WHAT IS NEEDED:
Count the lines in the entries below that contain the string "foliage", treating uppercase and lowercase as different. Reply with that number only.

ITEMS:

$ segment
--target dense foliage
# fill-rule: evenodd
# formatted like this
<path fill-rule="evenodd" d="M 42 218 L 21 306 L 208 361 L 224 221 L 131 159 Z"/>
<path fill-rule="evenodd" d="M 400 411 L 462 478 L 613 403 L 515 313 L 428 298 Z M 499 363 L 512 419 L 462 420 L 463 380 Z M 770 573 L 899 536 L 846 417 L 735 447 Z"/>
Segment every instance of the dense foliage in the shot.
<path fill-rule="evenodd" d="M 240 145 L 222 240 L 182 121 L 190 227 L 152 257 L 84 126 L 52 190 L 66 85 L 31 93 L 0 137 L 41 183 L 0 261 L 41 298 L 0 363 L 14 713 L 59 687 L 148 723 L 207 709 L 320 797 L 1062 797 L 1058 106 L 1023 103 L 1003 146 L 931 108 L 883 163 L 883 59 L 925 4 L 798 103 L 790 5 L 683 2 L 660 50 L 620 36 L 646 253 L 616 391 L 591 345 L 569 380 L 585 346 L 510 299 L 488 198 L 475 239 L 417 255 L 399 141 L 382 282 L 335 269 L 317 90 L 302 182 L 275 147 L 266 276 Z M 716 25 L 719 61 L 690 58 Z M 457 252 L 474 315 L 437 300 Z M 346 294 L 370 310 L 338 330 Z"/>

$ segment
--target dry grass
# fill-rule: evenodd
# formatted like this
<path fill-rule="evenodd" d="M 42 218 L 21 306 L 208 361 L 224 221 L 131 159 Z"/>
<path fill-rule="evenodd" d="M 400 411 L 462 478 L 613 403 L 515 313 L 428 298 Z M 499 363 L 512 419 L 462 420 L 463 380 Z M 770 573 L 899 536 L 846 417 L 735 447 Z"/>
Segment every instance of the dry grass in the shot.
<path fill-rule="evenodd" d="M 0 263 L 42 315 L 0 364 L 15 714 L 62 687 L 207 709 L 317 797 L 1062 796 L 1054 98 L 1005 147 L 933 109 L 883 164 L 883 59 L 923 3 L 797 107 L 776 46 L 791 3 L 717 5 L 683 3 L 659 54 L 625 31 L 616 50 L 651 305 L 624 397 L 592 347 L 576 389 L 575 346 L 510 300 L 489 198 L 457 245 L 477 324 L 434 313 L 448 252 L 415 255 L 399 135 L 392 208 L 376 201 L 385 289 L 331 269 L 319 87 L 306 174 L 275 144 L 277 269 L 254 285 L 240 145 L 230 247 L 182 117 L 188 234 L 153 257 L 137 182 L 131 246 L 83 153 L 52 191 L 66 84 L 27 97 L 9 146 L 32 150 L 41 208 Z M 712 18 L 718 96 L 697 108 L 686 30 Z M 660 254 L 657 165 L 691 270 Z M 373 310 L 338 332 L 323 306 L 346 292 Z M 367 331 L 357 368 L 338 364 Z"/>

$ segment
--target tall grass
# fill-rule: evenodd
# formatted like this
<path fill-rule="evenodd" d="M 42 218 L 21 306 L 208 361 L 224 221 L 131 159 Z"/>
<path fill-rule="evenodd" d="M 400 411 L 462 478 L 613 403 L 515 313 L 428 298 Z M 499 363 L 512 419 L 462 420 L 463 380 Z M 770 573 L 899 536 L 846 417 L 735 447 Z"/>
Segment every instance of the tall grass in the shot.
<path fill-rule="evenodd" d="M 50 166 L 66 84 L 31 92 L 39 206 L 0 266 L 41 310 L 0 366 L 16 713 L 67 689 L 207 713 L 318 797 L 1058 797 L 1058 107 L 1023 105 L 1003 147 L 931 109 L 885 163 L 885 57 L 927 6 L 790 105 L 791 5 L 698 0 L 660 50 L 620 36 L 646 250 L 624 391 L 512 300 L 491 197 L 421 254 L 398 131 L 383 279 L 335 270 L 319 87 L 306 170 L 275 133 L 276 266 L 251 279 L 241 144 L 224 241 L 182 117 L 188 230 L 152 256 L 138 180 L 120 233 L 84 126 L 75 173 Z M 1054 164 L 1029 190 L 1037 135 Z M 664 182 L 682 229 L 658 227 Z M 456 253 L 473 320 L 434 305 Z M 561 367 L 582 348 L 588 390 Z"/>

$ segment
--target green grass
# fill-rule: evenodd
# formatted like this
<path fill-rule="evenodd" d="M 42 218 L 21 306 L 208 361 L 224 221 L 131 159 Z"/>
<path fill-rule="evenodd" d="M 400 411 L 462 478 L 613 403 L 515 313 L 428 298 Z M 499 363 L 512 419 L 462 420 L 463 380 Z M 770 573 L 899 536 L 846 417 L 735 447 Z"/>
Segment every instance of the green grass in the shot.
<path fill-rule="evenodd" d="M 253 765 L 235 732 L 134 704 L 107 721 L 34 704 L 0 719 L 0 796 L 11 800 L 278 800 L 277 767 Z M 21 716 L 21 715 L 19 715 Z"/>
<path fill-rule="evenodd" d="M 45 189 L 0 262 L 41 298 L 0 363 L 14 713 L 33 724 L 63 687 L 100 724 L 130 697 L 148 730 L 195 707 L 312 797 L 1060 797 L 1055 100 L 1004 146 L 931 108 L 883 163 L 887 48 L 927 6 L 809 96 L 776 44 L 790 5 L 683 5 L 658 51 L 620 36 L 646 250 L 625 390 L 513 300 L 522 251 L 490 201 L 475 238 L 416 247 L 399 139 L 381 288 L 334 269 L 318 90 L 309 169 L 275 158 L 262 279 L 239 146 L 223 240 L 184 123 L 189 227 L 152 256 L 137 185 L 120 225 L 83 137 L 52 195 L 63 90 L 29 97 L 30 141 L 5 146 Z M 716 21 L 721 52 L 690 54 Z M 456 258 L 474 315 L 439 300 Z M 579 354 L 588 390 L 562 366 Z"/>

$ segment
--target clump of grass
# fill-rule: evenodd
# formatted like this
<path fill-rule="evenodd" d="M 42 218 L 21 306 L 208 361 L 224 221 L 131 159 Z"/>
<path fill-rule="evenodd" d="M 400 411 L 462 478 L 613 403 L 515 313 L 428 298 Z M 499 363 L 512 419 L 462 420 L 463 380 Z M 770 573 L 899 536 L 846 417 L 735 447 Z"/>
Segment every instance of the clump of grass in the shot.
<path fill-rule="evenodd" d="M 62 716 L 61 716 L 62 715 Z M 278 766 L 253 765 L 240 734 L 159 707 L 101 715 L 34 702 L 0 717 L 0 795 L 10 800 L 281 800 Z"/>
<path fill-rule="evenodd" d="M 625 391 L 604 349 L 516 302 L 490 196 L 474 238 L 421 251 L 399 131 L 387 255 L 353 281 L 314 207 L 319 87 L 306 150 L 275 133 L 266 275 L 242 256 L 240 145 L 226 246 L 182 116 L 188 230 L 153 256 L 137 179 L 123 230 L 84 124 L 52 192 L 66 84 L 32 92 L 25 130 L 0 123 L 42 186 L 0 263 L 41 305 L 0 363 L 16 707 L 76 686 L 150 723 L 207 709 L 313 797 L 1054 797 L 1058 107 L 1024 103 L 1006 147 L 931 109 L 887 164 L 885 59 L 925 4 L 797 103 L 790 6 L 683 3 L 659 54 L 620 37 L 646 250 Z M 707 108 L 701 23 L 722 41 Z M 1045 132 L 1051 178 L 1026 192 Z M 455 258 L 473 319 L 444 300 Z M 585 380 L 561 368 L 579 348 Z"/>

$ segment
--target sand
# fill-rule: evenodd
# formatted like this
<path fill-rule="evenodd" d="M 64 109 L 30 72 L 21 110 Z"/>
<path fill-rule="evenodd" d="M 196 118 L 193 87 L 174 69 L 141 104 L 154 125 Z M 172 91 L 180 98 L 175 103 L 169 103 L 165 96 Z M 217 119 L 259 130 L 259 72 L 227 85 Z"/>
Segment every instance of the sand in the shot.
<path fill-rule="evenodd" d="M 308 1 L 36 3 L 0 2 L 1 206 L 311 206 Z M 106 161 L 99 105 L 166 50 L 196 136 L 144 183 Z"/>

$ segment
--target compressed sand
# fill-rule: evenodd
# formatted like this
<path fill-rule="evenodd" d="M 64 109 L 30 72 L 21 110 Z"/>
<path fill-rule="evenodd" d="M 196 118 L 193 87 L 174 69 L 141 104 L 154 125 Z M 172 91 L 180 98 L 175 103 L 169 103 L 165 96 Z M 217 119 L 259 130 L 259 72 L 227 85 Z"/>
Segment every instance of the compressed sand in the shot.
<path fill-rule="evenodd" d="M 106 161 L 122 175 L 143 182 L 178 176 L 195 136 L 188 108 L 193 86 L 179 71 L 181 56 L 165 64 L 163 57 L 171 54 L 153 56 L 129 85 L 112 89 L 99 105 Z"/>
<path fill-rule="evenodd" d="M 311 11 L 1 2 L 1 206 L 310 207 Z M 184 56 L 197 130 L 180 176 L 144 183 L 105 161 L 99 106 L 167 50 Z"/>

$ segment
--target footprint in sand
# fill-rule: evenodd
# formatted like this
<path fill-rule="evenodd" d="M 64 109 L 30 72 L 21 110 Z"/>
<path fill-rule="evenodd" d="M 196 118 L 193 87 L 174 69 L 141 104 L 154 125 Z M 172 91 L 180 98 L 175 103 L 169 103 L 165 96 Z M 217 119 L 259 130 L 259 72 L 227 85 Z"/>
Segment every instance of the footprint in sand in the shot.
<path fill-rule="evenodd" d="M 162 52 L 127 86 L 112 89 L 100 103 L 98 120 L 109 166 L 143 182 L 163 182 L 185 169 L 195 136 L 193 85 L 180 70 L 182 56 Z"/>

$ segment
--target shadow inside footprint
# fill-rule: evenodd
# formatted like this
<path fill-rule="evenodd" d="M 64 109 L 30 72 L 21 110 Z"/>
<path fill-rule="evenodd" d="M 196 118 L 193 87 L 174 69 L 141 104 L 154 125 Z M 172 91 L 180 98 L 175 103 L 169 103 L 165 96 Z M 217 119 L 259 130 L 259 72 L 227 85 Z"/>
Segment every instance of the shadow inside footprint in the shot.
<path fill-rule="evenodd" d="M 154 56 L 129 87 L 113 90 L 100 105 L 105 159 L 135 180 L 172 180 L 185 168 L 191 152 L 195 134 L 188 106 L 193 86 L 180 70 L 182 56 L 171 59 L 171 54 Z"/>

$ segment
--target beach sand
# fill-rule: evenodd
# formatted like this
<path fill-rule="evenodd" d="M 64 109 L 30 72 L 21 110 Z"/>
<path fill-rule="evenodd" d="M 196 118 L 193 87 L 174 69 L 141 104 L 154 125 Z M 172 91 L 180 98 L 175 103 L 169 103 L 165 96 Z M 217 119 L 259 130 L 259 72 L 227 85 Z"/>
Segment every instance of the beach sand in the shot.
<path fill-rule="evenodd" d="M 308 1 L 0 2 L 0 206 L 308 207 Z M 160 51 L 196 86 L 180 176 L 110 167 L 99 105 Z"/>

RESULT BELOW:
2